• _Task to complete_:
Extract every line of the data below that contains the string "face", and output those lines in their original order.

(Image boundary annotation data)
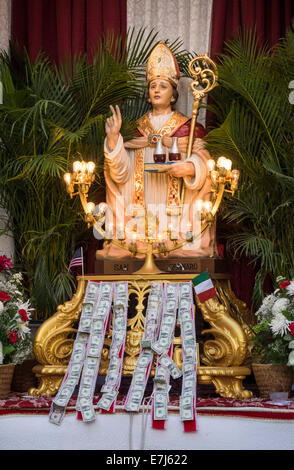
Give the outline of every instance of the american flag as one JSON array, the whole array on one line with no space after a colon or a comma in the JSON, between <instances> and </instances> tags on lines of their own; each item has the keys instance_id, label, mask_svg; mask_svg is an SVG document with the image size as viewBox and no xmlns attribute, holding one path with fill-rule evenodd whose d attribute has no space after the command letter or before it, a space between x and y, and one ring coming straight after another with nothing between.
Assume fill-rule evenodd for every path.
<instances>
[{"instance_id":1,"label":"american flag","mask_svg":"<svg viewBox=\"0 0 294 470\"><path fill-rule=\"evenodd\" d=\"M73 258L72 258L71 262L69 263L68 269L71 269L71 268L76 267L76 266L82 266L83 267L83 264L84 264L83 248L80 247L75 251L75 253L73 255Z\"/></svg>"}]
</instances>

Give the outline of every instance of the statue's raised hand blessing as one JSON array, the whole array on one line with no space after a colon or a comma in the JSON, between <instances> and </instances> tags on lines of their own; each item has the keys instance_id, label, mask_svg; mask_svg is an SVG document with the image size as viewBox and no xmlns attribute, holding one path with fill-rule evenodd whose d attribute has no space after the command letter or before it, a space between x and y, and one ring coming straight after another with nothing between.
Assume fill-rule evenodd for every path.
<instances>
[{"instance_id":1,"label":"statue's raised hand blessing","mask_svg":"<svg viewBox=\"0 0 294 470\"><path fill-rule=\"evenodd\" d=\"M116 105L115 109L110 105L112 116L106 119L105 131L107 135L107 146L112 152L117 144L119 131L122 125L122 118L119 107Z\"/></svg>"}]
</instances>

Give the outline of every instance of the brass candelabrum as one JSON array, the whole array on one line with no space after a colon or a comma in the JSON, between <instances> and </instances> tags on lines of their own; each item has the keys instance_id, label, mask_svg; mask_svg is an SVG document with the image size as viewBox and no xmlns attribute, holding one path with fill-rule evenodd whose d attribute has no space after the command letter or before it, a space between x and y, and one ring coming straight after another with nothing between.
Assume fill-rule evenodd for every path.
<instances>
[{"instance_id":1,"label":"brass candelabrum","mask_svg":"<svg viewBox=\"0 0 294 470\"><path fill-rule=\"evenodd\" d=\"M192 153L199 103L217 85L218 78L216 65L207 54L196 56L189 63L189 73L193 78L191 90L194 103L187 158ZM177 229L178 224L174 225L173 223L169 224L166 231L156 233L156 221L154 221L154 217L150 217L145 212L143 207L139 208L137 216L141 217L141 220L144 218L144 230L138 230L138 227L135 226L132 230L127 231L123 224L119 224L116 227L115 237L113 223L106 222L107 204L100 203L98 206L95 206L93 202L88 202L89 188L95 179L95 164L93 162L75 161L73 163L73 172L66 173L64 179L70 197L79 195L85 213L85 222L88 224L88 227L93 226L107 243L113 243L127 250L132 256L144 254L144 265L136 274L157 274L161 271L156 267L154 255L166 256L169 252L181 248L186 243L191 243L197 237L200 237L204 230L213 223L224 192L234 195L238 188L239 171L231 169L231 160L225 156L220 156L216 161L214 159L209 160L207 165L208 178L211 180L211 200L202 201L199 199L196 201L196 213L200 222L198 230L194 232L192 224L188 224L187 230L182 237L180 237ZM77 187L76 192L75 187ZM173 214L169 215L180 217L183 201L184 185L182 185L181 191L181 207L175 207ZM105 229L103 229L103 225L105 225ZM139 242L144 247L139 246ZM167 242L171 242L169 246L167 246Z\"/></svg>"}]
</instances>

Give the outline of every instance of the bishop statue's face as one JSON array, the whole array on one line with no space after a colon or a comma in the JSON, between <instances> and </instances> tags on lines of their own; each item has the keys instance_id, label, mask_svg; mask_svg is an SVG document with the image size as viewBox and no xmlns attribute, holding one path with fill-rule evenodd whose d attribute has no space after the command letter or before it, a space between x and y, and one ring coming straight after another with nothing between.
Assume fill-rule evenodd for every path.
<instances>
[{"instance_id":1,"label":"bishop statue's face","mask_svg":"<svg viewBox=\"0 0 294 470\"><path fill-rule=\"evenodd\" d=\"M155 109L167 109L173 101L173 87L168 80L156 78L149 85L149 99Z\"/></svg>"}]
</instances>

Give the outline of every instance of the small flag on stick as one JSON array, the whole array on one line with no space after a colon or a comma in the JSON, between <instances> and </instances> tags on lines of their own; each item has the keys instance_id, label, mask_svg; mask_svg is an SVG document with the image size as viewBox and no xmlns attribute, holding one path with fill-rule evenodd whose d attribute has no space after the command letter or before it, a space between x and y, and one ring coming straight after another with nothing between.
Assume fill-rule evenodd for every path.
<instances>
[{"instance_id":1,"label":"small flag on stick","mask_svg":"<svg viewBox=\"0 0 294 470\"><path fill-rule=\"evenodd\" d=\"M194 277L192 282L196 295L201 303L217 295L207 271L203 271L201 274Z\"/></svg>"},{"instance_id":2,"label":"small flag on stick","mask_svg":"<svg viewBox=\"0 0 294 470\"><path fill-rule=\"evenodd\" d=\"M84 267L83 248L82 247L78 248L75 251L75 253L73 255L73 258L72 258L71 262L69 263L68 269L70 270L71 268L74 268L76 266L82 266L82 268Z\"/></svg>"}]
</instances>

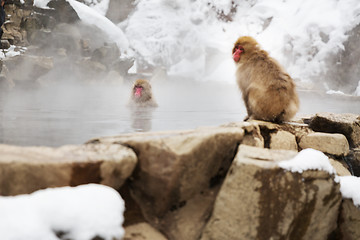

• _Task response_:
Give the outline of every instance of the bishop statue's face as one JSON array, the whole array on one line with no space after a colon or a comma in the JSON, between <instances> and </instances> tags on lines of their own; each item has the keys instance_id, label, mask_svg; mask_svg is an SVG document with the image size as viewBox and no xmlns attribute, holding one path with fill-rule evenodd whose d attribute has no space after the command letter or before it, a space between x and y, and one ring coming straight after another with nothing between.
[{"instance_id":1,"label":"bishop statue's face","mask_svg":"<svg viewBox=\"0 0 294 470\"><path fill-rule=\"evenodd\" d=\"M155 109L167 109L173 101L173 87L168 80L156 78L149 85L149 99Z\"/></svg>"}]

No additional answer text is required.